(Some records)

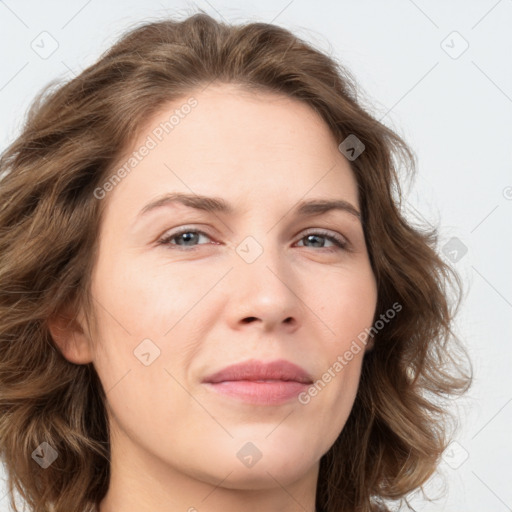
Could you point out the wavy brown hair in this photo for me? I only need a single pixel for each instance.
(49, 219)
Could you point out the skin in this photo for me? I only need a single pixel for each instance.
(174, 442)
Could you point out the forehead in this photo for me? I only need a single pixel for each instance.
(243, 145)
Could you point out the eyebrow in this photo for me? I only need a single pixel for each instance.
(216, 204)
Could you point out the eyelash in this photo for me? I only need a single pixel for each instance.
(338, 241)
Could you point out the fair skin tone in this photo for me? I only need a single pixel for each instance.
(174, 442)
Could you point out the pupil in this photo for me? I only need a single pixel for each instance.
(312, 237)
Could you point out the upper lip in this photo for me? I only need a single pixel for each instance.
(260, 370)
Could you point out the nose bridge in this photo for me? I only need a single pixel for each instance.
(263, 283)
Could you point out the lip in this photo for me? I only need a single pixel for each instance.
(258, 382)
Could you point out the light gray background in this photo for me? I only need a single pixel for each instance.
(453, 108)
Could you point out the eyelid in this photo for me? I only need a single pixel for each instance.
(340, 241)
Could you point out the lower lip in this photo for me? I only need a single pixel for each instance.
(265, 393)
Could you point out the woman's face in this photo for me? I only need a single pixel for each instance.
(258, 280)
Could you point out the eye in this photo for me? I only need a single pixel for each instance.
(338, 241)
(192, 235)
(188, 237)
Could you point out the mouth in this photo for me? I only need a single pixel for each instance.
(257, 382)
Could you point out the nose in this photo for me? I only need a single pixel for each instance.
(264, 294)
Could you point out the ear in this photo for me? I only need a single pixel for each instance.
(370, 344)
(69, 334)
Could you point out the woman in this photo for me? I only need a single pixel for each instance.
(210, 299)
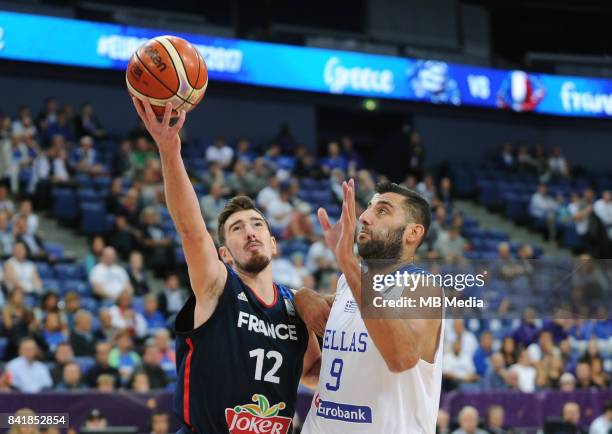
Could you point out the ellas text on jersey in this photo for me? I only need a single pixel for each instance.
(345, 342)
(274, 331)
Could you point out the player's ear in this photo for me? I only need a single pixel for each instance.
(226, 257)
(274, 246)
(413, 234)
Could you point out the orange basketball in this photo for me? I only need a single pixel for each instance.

▶ [Problem statement] Rewrite every line of the material from the line containing "Could you point out the player's" through the end, requests included. Shift each point coordinate in the answers by -98.

▶ [Response below]
Could you point out the player's ear in this photo for me? I only need a single pixel for each instance.
(128, 159)
(176, 148)
(315, 136)
Could you point out the orange basketball in this photo for me? I only need a single pixel for each instance.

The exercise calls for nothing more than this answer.